## Action item
Should any entry seem unclear, still set it down exactly as given, along with all the others.

## Source information
<<<<
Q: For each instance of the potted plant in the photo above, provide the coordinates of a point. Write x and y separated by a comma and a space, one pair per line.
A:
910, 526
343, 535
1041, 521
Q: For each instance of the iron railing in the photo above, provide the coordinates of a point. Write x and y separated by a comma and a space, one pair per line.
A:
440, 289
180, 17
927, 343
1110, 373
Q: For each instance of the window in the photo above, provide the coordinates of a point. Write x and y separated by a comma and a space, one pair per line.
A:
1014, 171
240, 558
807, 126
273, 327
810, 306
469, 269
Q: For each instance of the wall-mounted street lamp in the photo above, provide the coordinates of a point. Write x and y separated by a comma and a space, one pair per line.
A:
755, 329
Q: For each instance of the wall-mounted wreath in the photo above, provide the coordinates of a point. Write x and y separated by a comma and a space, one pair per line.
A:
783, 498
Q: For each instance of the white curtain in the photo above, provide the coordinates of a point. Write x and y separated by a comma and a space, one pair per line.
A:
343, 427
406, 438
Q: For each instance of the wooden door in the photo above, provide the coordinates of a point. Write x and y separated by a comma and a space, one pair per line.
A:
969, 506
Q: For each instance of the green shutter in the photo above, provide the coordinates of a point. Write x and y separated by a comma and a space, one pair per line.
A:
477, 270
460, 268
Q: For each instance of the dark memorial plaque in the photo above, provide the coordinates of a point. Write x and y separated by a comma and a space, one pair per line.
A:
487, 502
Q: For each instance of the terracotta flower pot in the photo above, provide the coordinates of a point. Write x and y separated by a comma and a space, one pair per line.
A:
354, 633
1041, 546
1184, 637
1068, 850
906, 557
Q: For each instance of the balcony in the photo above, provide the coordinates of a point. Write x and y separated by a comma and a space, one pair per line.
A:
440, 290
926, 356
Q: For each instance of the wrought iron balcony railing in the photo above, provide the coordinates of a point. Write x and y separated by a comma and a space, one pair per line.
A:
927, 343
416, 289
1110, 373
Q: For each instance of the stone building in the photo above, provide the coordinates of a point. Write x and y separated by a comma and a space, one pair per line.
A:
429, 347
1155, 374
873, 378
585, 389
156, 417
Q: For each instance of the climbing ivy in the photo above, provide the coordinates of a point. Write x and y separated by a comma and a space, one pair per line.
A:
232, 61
>>>>
## Reply to the task
Q: For each instance of the potted plant in the photo above, provide the coordinates of a point. Write x and y separated by a comma and a space, one pair per line.
A:
910, 526
343, 535
1041, 521
Q: For each instance of the iron railing in the photo above, provide the coordinates of a point. Write x and y separated by a comma and a space, one pair per line.
A:
440, 289
180, 17
927, 343
1110, 373
Q: For each instance of the window in the photo above, provide the coordinates of a point. Write x and y separated by a comma and a space, one pair per line.
A:
1014, 171
240, 558
807, 126
273, 327
810, 306
469, 269
Q: For each instance of the wall-mounted street lamp in the photo above, provide the coordinates of a point. Write x and y separated by a comma and a space, one pair per line.
A:
755, 329
Q: For each instance of the wall-mounted wreath in the photo above, provide the coordinates of a point. Write x and y separated by a comma and a space, one pair per line.
A:
783, 498
Q: For each instance of the white curtain in the photo above, provide the coordinates of a point. Write x and y separated by a comma and a space, one pair per line.
A:
343, 427
406, 438
Q: For each instance of the wooden door in the photo above, provide the coordinates of a point. Write x and y separated by a comma and a space, one pair per line.
A:
969, 506
Q: For each instance of the green shutter in the photo above, provide the coordinates of a point. Write x and y separated by a comma and a space, one pair per line.
A:
477, 270
460, 268
Q: For each instance of the dark memorial plaque in the photo above, provide the coordinates of a point. Write x and y separated by a comma and a space, one pair per line.
A:
487, 502
Q: For each instance of the terracotta flower pot in the photo above, provide the coordinates of a point. Write x and y separated by a comma and a space, one pair per line.
A:
354, 633
1041, 546
1184, 637
1068, 850
906, 557
Q: For each instance of the balcony in the photo above, provide the coordinates of a point. Write x and y separated by a comma and a space, one pair per line.
A:
440, 290
926, 356
Q: For each instance of the wrought iron balcony railing in the photo above, provide the coordinates of a point. Write x and y separated by a comma and a space, one pair per line.
A:
927, 343
416, 289
1110, 373
Q: For each instance of the stone building in the photo above, provide the coordinates of a point. Write x and y separated by a comma and a space, one pair per line.
A:
429, 347
1155, 374
873, 378
585, 389
156, 417
Q: For each instance of the climbing ivy in the photo above, provide the coordinates of a point. Write x and y separated by a comma and a space, one pair per line.
A:
232, 61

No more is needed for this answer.